§ **Problems to work on**:
[A] In the bog turtle passage, in what year did Knoerr begin studying the privately protected site?
[B] Resume the bog turtle passage after its final sentence.

§ **Page excerpt**:
▶
Brian Dempsey reaches into a patch of mud.

Brian Dempsey points out signs of turtle activity.

The patchwork of bogs that once decorated the Southern Appalachians like pearls on a string is now only a handful of pearls separated by lengths of string. When a bog disappears, owing to natural causes or human hands, wildlife has nowhere to go. The obvious explanation for bog turtle decline would seem to be bog destruction, but researchers have also found plenty of suitable habitat in nearby intact bogs where they have never observed turtles. In 2015, to understand the network of factors affecting turtle numbers, Knoerr began studying a site that had been privately protected from development for many decades. (To avoid tipping off poachers, researchers requested to keep the location anonymous.) Time had healed some of the bog’s wounds, and Nature Conservancy workers tackled the remaining issues, which included the Sisyphean task of removing the invasive multiflora rose that had choked out native vegetation. Interns fired up chainsaws to remove the large stands of poplar and pine that had popped up since humans ceased their ditching and quarrying—all of that would have to go to make room for the turtles. Within months of their initial efforts—with the addition of a few log dams—the soil dampened, then turned to deep muck, an ideal spot for house-hunting turtles. Indeed, a few bog turtles moved in, but the residents seemed to be geriatric. No baby turtles were being born to replace the adults that had died off.
◀
§ **Given material**:
▶
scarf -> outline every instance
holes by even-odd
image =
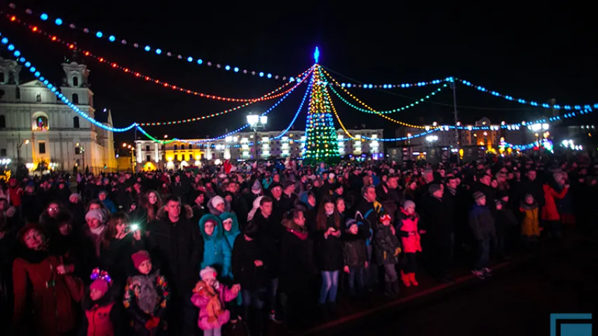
◀
§ **Results for each task**:
[A] 2015

[B]
For months, Knoerr spent every waking hour at the protected bog. He befriended every orb weaver spider and the rivulets that braided through the muck. He also became familiar with the skunks, opossums, and raccoons traipsing through the area, which partly explained what was happening to the next generation of turtles. The midsize predators loved to dine on turtle eggs. With these animals moving in even faster than humans, the sheer volume of predators was making it impossible for turtles to sustain their numbers. Knoerr watched the bog closely in 2016 and 2017, and throughout his vigil only a single turtle egg survived to adulthood. Most of the other hundred-odd eggs were eaten or destroyed by predators. Witnessing this loss was a crushing blow for Knoerr.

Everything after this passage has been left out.